▶ TASK DETAILS: Tally the rows below that contain the string "dark", matching case exactly, and give only the number.

▶ EXERCISE INPUTS:
· · · ·

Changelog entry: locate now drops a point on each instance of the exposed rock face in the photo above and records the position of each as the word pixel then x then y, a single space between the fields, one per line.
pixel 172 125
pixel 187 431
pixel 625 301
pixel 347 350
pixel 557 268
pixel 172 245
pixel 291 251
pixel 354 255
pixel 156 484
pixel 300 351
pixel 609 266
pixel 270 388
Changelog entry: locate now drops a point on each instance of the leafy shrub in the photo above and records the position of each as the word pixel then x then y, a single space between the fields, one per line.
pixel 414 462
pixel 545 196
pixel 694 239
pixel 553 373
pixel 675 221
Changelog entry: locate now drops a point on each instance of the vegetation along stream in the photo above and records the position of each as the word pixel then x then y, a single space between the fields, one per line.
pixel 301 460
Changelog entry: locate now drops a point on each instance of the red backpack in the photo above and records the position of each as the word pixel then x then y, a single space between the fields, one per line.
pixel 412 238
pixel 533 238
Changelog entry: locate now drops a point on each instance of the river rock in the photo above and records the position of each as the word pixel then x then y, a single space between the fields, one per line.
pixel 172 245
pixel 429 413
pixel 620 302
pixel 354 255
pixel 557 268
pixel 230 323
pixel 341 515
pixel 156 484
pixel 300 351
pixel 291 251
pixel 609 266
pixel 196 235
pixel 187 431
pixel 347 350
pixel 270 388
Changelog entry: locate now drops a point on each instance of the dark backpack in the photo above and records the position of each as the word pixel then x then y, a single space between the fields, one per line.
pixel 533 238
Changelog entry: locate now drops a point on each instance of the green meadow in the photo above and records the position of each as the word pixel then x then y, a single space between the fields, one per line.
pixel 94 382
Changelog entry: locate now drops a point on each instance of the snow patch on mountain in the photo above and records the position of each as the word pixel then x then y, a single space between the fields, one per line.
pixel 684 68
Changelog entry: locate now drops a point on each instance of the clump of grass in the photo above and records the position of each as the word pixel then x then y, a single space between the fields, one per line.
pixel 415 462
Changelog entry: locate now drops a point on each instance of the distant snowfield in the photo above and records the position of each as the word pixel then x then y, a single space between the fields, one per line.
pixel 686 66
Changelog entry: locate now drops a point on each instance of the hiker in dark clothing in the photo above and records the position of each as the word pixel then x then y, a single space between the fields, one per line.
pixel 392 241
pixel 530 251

· · · ·

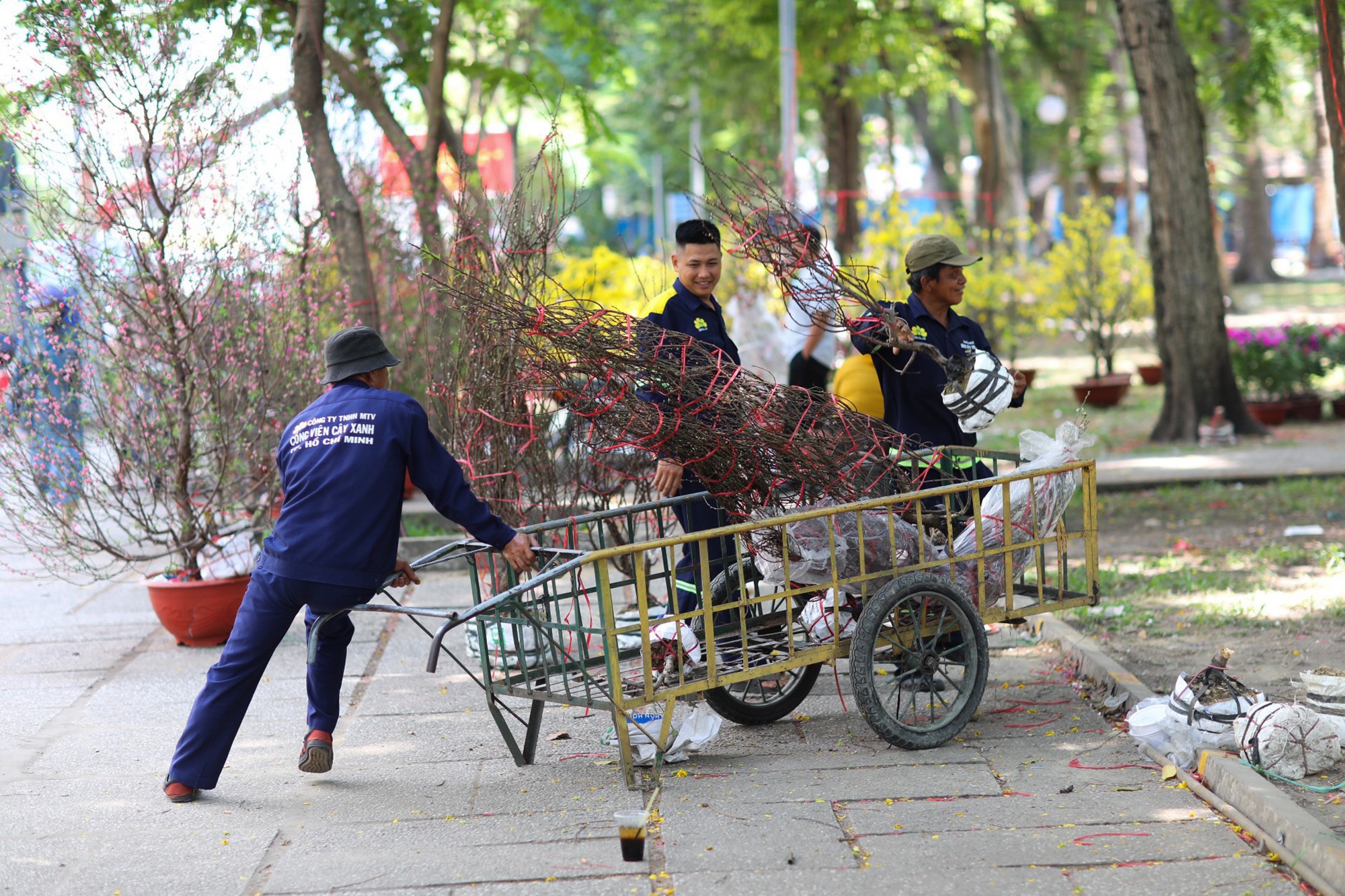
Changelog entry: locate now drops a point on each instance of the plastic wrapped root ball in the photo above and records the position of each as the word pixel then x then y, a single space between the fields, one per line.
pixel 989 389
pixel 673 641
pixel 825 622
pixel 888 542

· · · ·

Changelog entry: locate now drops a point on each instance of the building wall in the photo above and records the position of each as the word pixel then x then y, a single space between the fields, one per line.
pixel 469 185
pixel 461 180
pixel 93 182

· · · ·

▶ RESULT FOR THIS EXERCISE: 2